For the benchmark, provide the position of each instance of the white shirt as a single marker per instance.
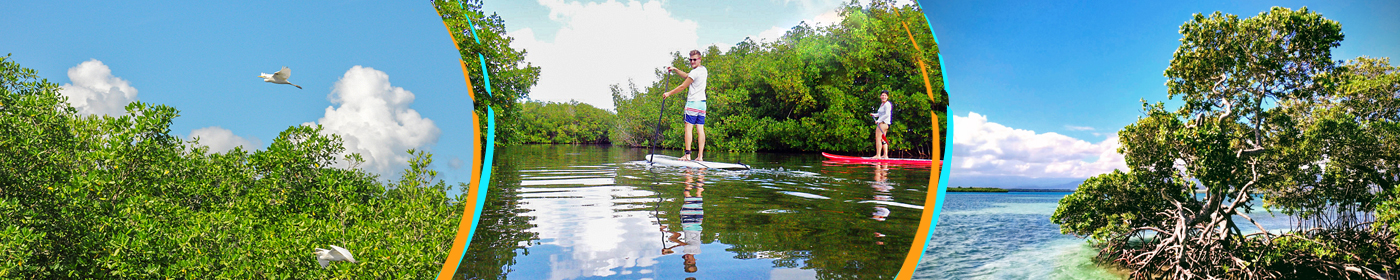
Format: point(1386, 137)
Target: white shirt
point(697, 80)
point(885, 112)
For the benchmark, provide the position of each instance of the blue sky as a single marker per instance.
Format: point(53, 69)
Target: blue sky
point(202, 58)
point(584, 46)
point(1050, 81)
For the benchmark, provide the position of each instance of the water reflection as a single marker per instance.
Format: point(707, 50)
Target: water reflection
point(595, 213)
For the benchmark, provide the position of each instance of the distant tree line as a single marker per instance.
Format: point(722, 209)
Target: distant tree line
point(811, 90)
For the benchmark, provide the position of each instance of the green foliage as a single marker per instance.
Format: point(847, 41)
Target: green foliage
point(560, 123)
point(976, 189)
point(511, 76)
point(122, 198)
point(1109, 206)
point(811, 90)
point(1267, 114)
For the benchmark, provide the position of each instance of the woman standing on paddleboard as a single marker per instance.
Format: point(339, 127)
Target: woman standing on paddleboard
point(695, 104)
point(882, 119)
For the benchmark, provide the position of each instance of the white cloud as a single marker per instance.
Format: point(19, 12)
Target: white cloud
point(375, 121)
point(602, 44)
point(983, 147)
point(220, 140)
point(95, 91)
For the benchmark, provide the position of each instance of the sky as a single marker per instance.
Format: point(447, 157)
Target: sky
point(1039, 88)
point(382, 74)
point(583, 46)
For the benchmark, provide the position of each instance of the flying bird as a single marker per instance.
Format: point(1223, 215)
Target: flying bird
point(280, 77)
point(335, 254)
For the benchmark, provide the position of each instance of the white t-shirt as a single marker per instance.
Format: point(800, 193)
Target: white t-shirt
point(885, 112)
point(697, 80)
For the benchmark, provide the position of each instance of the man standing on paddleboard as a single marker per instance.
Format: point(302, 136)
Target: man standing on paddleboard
point(882, 119)
point(695, 104)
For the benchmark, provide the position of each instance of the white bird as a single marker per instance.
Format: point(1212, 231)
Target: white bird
point(280, 77)
point(335, 254)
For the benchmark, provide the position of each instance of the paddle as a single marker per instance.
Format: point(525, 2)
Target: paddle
point(651, 150)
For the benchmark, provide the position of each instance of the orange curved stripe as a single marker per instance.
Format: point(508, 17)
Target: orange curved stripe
point(464, 227)
point(916, 249)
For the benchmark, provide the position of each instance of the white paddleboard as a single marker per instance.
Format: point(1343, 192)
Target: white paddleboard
point(674, 161)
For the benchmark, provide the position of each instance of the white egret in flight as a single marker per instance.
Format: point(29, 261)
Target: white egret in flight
point(280, 77)
point(335, 254)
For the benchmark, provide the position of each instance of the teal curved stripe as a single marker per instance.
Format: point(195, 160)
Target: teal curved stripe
point(485, 77)
point(490, 153)
point(947, 160)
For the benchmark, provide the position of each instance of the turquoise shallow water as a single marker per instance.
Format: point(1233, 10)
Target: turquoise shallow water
point(1010, 235)
point(1005, 235)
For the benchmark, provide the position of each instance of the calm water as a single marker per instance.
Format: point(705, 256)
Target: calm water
point(1010, 235)
point(595, 212)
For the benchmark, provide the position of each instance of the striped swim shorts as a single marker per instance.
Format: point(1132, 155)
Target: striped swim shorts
point(695, 112)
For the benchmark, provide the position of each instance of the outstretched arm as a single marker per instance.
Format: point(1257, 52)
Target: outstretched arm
point(683, 84)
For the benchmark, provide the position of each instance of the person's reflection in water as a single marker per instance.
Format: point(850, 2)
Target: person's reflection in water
point(882, 195)
point(692, 216)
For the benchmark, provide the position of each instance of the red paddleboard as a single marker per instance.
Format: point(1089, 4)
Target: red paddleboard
point(865, 160)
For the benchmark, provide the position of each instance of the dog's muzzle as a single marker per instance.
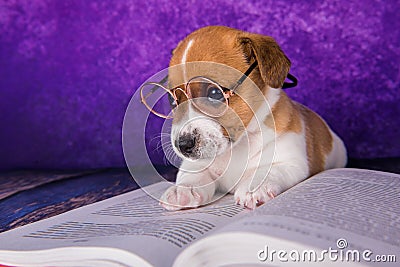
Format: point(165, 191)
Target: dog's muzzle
point(186, 144)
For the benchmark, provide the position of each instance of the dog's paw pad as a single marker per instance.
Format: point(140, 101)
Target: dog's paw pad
point(251, 200)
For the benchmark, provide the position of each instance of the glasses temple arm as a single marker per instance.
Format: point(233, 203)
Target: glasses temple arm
point(244, 76)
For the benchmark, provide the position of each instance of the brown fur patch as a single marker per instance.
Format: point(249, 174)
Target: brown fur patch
point(238, 50)
point(319, 141)
point(284, 116)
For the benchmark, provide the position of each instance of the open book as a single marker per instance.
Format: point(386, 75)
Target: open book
point(339, 216)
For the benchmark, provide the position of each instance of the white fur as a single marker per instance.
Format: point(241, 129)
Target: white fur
point(256, 168)
point(335, 158)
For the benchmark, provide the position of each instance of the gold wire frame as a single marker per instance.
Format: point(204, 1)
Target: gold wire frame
point(188, 95)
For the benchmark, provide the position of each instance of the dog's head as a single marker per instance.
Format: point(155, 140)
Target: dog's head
point(197, 135)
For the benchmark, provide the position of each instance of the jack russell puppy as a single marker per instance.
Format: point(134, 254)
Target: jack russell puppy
point(253, 143)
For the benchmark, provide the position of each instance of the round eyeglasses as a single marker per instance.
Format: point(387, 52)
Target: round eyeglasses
point(205, 94)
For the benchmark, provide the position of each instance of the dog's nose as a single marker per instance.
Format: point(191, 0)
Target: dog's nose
point(186, 143)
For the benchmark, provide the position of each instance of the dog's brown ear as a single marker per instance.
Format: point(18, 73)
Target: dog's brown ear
point(272, 62)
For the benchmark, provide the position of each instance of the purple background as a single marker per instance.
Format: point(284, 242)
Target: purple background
point(69, 68)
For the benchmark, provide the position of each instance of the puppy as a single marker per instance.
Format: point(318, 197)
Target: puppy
point(263, 145)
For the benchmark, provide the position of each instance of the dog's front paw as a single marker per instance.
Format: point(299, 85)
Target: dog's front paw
point(181, 197)
point(251, 199)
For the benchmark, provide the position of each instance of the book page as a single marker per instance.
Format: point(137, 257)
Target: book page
point(133, 222)
point(342, 209)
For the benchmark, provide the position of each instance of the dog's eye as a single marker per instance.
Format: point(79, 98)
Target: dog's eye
point(214, 94)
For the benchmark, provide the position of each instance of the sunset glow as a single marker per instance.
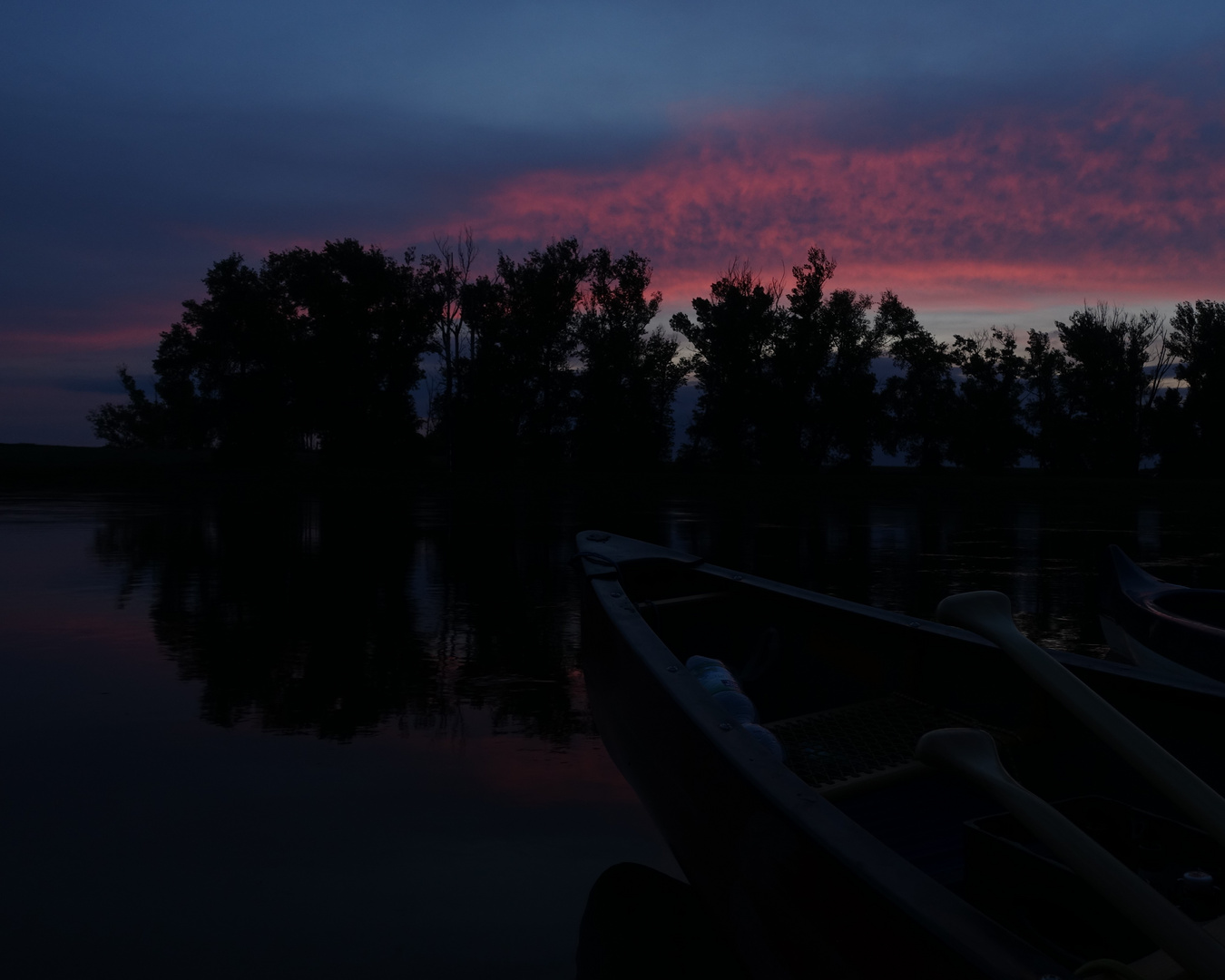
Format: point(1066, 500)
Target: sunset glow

Task to complete — Please quote all of the data above word for word, leaving out the pictures.

Complete answer —
For the benchmark, provide the position of each instance of the white shirt as a single marker per instance.
Format: point(1386, 137)
Target: white shirt
point(697, 80)
point(885, 112)
For the benchmark, provide the position of each instance of the blue sky as a single marker per instance.
Format: point(53, 69)
Target: blue sky
point(202, 58)
point(584, 46)
point(1050, 81)
For the benchmark, provide the position of each instance of the water reflection as a single marker per instance.
Format: point(707, 50)
Target: water reflection
point(595, 213)
For the benchmark, provide the position of each instance of the distant tree line as a single marker per instance.
Format: point(722, 209)
Target: distant tree line
point(811, 90)
For the benchmark, provide the position of each instance of the green foliage as a single marker per instance.
Format: point(847, 41)
Target: green foliage
point(560, 123)
point(976, 189)
point(511, 76)
point(122, 198)
point(1109, 206)
point(811, 90)
point(1267, 114)
For the benchmark, provide the position of each instance of the woman standing on paddleboard as a single marker per instance.
Format: point(339, 127)
Target: woman standing on paddleboard
point(695, 104)
point(882, 119)
For the benchmark, provide the position of each instance of the white cloud as a single marker per instance.
Format: point(19, 12)
Target: white cloud
point(375, 121)
point(602, 44)
point(983, 147)
point(220, 140)
point(95, 91)
For the benchmark, provide the position of each instance of the sky as a single marker per instance.
Format: point(447, 157)
Target: sky
point(1039, 88)
point(382, 74)
point(583, 46)
For the benchmark, provide the position of each instance of the flying bird as a single marker per instance.
Format: point(1223, 215)
Target: flying bird
point(280, 77)
point(335, 254)
For the benchmark, provide the position of each instance of the white t-shirt as a single marker per instance.
Format: point(800, 193)
Target: white t-shirt
point(885, 112)
point(697, 80)
For the benchmark, provide the position of each instance of the man standing on paddleboard as a single marker per instance.
Format: point(302, 136)
Target: man standing on paddleboard
point(882, 119)
point(695, 104)
For the benchmark, provide the position of each instance of the white bird as a single marker per instance.
Format: point(1212, 231)
Target: white bird
point(280, 77)
point(335, 254)
For the benchmark, provide the position of each instance of the paddle as a single marker per instance.
Format: point(525, 2)
Target: paddle
point(651, 150)
For the benchmark, provide the position of each instance of the orange curved stripe as a single marker per instance.
Format: point(508, 17)
Target: orange curved stripe
point(464, 227)
point(916, 249)
For the benchmark, provide the position of each instance of the white paddleboard as a single marker per instance.
Format: point(1343, 192)
Target: white paddleboard
point(674, 161)
For the benchmark, provide the position of each instance of the white egret in flight as a single marker per instance.
Format: point(29, 261)
Target: white egret in flight
point(280, 77)
point(335, 254)
For the benchmark, provide the position of each instance of the teal curved stripe as a single marker per instance.
Format: point(195, 160)
Target: teal curved stripe
point(485, 77)
point(490, 153)
point(947, 160)
For the benchmark, provide the position of each instance of the turquoise shallow water as a single marker per instance.
Format: point(1233, 10)
Target: turquoise shallow water
point(1010, 235)
point(1005, 235)
For the benchmark, provide the position of each instance of the calm water as a single marker per instance.
Format: point(705, 256)
Target: calm water
point(1010, 235)
point(595, 212)
For the benchmark, provide the position of each instance of the striped swim shorts as a single marker per instance.
Format: point(1132, 155)
Target: striped swim shorts
point(695, 112)
For the benchmark, provide the position of each instance of the outstretched arm as a single marker per instance.
Format: point(1257, 52)
Target: outstretched arm
point(683, 84)
For the benchmark, provide the position of each instance of the person's reflection in water as a single marker per instance.
Format: point(850, 2)
Target: person's reflection in water
point(882, 195)
point(692, 216)
For the benchmark, provide the position of each instance of the red paddleboard as a single marker per instance.
Format: point(1089, 4)
Target: red paddleboard
point(865, 160)
For the benchmark, provide the position of each instance of the dog's muzzle as a single marker per instance.
Format: point(165, 191)
Target: dog's muzzle
point(186, 144)
For the benchmark, provide the position of each instance of the dog's paw pad as a single marker per instance.
Format: point(140, 101)
Target: dog's paw pad
point(251, 200)
For the benchmark, provide the position of each instance of the glasses temple arm as a single marker per instance.
Format: point(233, 203)
Target: glasses temple arm
point(244, 76)
For the benchmark, provide the position of each instance of the brown fur patch as a single marker per instance.
Format: point(249, 174)
Target: brown fur patch
point(238, 50)
point(319, 141)
point(284, 116)
For the benchmark, provide the position of each instance of the open book as a single marker per instance.
Format: point(386, 75)
Target: open book
point(339, 216)
For the benchmark, provide the position of each instance of the white fur as a single marker per instance.
Format: point(241, 129)
Target: white fur
point(256, 168)
point(335, 158)
For the benchmark, provide the position of each instance of the gold wire frame as a single marker per instance.
Format: point(204, 1)
Target: gold wire frame
point(188, 95)
For the benchmark, provide the position of each instance of the dog's head as a single marker per instance.
Format: point(155, 140)
Target: dog's head
point(197, 135)
For the benchmark, provide the position of each instance of the jack russell puppy as a single marker per instance.
Format: point(134, 254)
Target: jack russell puppy
point(253, 143)
For the benchmark, provide the position of each instance of the round eyeglasses as a single marker per instance.
Format: point(387, 52)
Target: round eyeglasses
point(205, 94)
For the benchmark, provide the position of each instance of the dog's nose as a single marker per instance.
Format: point(191, 0)
Target: dog's nose
point(186, 143)
For the benchmark, provide the position of each instance of the dog's brown ear as a single marker per instance.
Format: point(18, 73)
Target: dog's brown ear
point(272, 62)
For the benchmark, provide the position of each instance of the purple background as a single marker per instance.
Format: point(284, 242)
Target: purple background
point(69, 68)
For the benchmark, provide the position of each instance of the puppy as a single marker per instance.
Format: point(318, 197)
Target: puppy
point(263, 145)
For the benchmark, provide the position of each instance of the dog's front paw as a single marker per instance.
Format: point(299, 85)
Target: dog's front paw
point(181, 197)
point(251, 199)
For the benchmark, provide the position of each instance of the book page as a single marker per instance.
Format: point(137, 257)
Target: book page
point(133, 222)
point(342, 209)
For the benchmark, provide the position of each instance of the dog's eye as a single marker per instance.
Format: point(79, 98)
Target: dog's eye
point(214, 94)
For the benchmark, provide the position of each instance of the sunset glow as a single marker per instance.
Format: point(1066, 500)
Target: sunset glow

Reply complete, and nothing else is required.